— Goal —
Count the lines in the items below that contain the string "brass", with case mattering, and reply with only that number.

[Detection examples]
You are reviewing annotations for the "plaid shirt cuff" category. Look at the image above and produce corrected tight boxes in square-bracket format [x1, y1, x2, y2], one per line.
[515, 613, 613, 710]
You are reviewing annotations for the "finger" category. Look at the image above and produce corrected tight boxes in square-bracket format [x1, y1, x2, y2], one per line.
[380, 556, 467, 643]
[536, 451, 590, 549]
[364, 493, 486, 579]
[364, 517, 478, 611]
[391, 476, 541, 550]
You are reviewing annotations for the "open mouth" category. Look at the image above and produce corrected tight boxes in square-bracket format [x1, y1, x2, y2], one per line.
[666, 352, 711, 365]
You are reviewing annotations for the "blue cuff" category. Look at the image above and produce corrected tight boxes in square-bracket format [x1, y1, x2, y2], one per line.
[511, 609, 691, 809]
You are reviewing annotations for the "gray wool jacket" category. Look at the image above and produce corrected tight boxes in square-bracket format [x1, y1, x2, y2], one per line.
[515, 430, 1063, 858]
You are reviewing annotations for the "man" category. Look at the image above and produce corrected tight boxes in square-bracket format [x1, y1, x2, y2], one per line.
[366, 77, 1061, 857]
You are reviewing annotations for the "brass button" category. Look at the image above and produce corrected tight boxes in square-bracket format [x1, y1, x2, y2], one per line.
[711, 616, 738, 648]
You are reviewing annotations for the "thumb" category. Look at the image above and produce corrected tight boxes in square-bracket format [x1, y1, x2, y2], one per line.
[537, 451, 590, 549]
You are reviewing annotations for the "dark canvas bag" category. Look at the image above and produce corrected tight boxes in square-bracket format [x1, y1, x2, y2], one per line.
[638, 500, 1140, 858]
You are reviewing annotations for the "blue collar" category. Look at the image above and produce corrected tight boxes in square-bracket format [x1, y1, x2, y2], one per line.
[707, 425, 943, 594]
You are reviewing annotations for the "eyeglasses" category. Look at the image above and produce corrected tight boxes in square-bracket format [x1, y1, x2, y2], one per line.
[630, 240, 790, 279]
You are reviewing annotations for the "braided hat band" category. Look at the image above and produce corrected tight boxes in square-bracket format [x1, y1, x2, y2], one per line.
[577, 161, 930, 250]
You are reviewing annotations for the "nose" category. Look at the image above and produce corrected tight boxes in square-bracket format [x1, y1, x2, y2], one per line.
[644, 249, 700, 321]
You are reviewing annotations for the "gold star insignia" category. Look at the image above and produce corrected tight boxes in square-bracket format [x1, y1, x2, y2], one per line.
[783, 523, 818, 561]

— The reply —
1